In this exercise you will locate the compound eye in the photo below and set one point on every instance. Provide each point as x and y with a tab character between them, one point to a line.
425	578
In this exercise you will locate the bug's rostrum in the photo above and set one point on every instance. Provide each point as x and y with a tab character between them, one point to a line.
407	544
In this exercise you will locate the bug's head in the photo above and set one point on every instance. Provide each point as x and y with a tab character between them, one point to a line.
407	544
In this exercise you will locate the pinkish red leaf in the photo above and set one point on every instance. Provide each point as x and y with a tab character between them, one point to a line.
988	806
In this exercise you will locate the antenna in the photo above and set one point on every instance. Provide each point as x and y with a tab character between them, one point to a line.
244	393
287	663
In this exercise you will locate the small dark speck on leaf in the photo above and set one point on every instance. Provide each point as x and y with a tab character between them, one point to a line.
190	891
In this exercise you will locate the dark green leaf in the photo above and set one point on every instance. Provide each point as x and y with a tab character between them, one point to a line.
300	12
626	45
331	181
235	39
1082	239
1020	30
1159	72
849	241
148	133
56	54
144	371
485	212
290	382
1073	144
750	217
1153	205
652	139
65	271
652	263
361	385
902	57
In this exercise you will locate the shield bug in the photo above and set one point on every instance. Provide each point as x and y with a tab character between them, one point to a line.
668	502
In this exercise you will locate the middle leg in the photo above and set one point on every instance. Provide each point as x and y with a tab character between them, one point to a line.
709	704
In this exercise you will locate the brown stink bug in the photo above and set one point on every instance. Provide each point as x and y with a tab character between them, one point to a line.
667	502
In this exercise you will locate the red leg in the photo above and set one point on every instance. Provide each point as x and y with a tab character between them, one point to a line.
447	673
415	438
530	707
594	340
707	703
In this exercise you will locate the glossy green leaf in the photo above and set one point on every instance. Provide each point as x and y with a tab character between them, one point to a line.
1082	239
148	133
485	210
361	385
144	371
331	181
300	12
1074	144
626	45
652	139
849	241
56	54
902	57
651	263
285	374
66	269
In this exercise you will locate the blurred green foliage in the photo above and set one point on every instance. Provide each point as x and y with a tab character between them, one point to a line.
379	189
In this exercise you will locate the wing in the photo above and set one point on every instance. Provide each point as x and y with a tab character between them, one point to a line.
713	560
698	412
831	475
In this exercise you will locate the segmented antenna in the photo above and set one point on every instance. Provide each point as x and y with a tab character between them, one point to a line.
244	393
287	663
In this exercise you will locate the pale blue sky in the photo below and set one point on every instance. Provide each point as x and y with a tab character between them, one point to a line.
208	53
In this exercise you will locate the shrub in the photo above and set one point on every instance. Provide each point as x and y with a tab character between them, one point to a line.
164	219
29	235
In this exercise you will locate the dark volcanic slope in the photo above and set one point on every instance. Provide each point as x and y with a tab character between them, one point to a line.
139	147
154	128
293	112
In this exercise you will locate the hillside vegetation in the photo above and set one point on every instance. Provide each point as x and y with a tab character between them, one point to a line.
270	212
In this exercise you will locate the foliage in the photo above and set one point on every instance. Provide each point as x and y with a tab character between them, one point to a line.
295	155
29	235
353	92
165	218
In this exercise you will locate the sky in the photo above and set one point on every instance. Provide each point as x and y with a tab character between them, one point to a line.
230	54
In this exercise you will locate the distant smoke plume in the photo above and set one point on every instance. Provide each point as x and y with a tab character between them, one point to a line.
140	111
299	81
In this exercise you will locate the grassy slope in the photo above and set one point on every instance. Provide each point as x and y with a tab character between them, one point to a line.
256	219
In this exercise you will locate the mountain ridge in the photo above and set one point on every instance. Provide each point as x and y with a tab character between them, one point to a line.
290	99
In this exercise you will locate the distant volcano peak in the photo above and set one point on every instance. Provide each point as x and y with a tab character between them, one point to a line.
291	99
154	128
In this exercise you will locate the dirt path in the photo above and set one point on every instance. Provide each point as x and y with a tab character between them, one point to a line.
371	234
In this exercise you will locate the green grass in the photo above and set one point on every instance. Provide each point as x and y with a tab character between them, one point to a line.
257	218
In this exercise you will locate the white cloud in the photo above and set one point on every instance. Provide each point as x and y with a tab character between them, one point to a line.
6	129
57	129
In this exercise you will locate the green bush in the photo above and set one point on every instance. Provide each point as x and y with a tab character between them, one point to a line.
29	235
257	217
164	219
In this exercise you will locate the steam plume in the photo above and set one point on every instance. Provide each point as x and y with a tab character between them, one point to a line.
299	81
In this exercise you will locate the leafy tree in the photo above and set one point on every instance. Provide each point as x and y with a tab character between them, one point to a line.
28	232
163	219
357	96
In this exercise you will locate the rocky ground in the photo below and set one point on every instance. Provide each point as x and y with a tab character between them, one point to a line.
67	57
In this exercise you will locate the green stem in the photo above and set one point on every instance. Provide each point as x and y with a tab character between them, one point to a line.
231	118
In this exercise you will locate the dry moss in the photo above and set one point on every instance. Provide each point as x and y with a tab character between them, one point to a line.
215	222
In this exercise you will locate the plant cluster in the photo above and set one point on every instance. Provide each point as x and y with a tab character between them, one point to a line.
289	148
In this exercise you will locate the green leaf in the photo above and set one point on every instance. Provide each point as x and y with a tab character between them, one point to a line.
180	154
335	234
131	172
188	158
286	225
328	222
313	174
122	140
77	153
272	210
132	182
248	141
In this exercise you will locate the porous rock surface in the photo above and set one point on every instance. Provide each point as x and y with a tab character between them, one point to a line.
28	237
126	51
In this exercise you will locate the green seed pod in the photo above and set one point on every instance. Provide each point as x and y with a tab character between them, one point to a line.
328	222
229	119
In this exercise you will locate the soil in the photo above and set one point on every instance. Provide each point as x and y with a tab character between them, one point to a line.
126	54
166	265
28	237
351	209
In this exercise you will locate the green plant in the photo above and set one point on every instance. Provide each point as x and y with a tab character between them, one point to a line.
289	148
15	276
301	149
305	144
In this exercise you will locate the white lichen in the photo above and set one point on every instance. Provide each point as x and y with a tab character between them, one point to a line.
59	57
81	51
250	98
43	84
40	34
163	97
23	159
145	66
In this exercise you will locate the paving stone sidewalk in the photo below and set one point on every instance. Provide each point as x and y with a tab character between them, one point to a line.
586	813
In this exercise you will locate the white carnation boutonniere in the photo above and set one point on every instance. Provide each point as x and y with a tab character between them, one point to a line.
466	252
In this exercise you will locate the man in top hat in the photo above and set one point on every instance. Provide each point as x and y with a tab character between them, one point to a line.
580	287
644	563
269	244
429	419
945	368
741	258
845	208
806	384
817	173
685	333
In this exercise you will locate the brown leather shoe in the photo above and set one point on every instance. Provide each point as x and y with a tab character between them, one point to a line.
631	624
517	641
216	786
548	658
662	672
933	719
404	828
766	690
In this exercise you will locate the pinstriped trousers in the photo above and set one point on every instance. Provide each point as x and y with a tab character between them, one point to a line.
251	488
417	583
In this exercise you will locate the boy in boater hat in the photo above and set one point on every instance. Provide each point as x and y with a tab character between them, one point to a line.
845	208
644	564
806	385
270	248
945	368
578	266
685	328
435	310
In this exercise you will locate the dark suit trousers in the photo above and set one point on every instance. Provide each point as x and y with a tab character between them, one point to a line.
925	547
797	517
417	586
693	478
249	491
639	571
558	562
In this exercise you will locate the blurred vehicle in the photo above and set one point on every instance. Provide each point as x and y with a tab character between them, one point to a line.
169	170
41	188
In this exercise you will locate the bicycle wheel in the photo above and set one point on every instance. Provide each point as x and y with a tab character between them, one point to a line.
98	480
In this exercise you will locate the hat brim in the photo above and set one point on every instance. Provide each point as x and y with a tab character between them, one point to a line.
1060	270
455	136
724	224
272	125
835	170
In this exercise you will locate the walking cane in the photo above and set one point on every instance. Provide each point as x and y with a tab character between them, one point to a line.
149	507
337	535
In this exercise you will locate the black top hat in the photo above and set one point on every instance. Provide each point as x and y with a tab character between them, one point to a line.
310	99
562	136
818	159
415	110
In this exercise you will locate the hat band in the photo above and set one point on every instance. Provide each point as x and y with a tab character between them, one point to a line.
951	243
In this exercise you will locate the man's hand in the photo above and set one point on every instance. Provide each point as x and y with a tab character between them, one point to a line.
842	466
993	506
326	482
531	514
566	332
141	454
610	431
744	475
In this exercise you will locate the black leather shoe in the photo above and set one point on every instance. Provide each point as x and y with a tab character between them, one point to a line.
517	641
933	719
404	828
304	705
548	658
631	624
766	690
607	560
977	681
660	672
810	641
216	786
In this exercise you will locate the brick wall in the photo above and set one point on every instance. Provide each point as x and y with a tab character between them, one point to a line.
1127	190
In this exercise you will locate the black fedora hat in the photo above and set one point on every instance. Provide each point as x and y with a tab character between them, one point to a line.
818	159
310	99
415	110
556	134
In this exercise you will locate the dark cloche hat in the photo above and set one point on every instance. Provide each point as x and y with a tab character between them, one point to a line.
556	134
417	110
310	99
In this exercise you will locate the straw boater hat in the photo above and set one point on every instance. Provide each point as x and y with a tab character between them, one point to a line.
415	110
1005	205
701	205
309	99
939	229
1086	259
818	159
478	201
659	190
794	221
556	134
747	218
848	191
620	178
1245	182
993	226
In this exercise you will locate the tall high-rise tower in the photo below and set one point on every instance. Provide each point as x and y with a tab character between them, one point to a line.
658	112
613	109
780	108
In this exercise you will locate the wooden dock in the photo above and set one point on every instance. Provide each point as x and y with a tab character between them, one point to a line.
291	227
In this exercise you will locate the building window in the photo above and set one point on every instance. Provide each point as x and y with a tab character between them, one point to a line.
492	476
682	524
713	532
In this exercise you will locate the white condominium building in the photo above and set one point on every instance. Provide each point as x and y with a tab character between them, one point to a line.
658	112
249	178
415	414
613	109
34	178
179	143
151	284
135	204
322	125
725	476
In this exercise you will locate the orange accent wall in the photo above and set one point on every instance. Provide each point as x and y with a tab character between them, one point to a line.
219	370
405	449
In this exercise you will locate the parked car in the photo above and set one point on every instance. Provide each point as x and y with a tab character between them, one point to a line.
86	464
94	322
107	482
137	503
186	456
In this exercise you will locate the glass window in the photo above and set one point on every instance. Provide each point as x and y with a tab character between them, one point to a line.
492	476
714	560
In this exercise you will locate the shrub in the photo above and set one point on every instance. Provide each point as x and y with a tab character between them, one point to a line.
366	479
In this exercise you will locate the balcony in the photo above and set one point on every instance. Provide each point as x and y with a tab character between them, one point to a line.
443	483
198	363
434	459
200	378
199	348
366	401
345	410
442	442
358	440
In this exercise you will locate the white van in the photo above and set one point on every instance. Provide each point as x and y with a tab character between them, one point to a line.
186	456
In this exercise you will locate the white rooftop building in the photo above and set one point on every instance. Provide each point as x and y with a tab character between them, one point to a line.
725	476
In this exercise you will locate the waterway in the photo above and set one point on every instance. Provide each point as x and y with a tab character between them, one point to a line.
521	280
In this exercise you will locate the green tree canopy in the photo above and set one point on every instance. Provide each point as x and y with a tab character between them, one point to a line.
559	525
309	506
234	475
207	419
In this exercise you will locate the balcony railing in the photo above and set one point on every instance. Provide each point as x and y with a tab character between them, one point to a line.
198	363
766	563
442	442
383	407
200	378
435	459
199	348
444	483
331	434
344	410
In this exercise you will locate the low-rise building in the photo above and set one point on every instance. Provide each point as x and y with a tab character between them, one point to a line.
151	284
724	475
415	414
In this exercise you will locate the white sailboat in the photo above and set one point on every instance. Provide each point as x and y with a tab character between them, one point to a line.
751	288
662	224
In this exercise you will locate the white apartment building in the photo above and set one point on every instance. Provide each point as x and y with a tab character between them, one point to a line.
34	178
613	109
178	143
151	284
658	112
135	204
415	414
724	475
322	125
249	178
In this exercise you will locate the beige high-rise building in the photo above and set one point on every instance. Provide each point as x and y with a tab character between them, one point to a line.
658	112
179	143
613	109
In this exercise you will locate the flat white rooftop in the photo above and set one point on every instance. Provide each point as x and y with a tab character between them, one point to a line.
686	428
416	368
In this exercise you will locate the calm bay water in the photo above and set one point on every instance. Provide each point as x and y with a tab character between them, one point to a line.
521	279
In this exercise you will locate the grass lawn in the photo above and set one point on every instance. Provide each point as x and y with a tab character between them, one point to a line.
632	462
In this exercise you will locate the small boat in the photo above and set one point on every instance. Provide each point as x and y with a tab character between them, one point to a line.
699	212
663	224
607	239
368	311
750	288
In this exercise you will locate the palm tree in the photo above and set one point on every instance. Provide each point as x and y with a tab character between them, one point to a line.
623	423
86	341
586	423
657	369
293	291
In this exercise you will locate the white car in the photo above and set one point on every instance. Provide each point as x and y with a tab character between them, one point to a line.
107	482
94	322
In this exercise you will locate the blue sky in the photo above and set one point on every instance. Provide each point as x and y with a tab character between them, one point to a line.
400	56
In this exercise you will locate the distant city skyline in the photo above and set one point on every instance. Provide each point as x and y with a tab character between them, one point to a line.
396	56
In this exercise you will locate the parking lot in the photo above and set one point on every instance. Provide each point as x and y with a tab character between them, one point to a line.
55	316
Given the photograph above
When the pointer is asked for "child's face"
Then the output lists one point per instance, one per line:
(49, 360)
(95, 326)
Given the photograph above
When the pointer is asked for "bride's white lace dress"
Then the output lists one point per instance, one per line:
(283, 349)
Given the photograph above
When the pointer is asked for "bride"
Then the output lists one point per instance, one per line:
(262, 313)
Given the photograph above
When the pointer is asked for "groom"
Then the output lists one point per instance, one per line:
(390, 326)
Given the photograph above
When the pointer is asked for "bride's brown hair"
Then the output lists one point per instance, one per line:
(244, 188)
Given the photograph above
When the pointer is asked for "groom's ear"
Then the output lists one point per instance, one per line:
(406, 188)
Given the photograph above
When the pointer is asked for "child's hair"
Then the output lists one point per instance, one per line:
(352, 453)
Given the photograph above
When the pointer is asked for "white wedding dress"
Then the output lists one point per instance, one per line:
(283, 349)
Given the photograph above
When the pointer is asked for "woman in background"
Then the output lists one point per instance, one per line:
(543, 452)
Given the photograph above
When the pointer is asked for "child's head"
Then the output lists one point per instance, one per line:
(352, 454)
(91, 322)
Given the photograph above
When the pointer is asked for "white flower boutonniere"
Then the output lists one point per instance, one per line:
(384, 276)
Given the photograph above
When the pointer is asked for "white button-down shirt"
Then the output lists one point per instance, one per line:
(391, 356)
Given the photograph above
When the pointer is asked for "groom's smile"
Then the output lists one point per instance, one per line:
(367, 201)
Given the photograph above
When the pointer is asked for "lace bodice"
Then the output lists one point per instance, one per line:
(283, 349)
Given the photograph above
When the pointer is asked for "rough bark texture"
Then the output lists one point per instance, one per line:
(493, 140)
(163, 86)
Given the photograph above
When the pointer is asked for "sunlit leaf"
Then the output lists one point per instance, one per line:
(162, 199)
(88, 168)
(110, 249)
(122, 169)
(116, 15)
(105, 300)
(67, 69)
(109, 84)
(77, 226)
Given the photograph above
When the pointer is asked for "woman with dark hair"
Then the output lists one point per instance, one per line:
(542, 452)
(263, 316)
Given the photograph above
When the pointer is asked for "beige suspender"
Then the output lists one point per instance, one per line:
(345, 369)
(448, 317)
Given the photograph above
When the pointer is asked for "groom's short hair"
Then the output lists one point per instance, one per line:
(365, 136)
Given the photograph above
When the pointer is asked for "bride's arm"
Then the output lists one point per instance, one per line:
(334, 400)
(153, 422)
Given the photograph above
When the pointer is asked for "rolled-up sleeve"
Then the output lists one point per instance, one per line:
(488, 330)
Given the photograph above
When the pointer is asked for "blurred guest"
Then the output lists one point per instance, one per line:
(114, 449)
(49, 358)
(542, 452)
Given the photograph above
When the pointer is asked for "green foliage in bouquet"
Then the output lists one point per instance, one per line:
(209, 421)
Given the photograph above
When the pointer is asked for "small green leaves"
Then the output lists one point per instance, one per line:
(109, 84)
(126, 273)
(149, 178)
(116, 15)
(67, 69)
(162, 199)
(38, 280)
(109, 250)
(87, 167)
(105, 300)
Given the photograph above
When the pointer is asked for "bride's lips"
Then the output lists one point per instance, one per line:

■ Assignment: Copy out every line in the listing where the word "hair" appears.

■ Result of this task:
When the pointer is asked for "bride's brown hair"
When the pointer is asked for "child's hair"
When the pointer is asked for "woman with dark hair"
When the pointer is asked for "groom's short hair"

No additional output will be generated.